--- What this task involves ---
Please rewrite the listing below, from the line containing "of the tarmac" through the end of the listing with both ends included, as a JSON list of strings with one string per line and no blank lines. Include only those lines.

**** Exercise materials

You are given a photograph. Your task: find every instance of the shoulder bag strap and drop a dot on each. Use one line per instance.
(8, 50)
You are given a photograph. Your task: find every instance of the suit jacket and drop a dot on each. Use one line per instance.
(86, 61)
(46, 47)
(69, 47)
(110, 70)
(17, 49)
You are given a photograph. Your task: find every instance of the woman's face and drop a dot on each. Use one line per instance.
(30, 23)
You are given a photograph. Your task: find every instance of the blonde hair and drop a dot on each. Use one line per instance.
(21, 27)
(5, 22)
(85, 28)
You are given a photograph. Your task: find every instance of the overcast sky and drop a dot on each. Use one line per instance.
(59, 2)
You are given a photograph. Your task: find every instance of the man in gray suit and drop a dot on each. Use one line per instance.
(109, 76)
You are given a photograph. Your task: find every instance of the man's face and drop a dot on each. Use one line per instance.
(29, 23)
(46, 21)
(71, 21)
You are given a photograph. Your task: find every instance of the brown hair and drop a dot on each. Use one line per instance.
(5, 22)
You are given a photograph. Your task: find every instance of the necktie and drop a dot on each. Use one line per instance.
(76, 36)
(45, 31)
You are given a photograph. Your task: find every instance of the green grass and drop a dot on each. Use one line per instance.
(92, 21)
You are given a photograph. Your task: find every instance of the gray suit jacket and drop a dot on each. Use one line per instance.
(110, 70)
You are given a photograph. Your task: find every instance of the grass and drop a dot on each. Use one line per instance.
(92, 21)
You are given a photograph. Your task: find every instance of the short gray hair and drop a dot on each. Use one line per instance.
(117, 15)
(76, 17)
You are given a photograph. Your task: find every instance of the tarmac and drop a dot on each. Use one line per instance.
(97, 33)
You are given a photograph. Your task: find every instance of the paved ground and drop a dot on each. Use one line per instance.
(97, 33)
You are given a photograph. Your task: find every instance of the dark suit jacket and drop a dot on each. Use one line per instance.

********

--- Output of the task ---
[
  "You are given a photograph. Your task: find every instance of the tarmac and drop a dot on each. Use one line per instance.",
  "(97, 33)",
  "You are given a photograph. Your task: find every instance of the paved ground and drop a dot on each. Use one line per instance.",
  "(97, 33)",
  "You are given a photograph. Your task: find every instance of the dark suit jacket and drop a dot on each. Use one line per instance."
]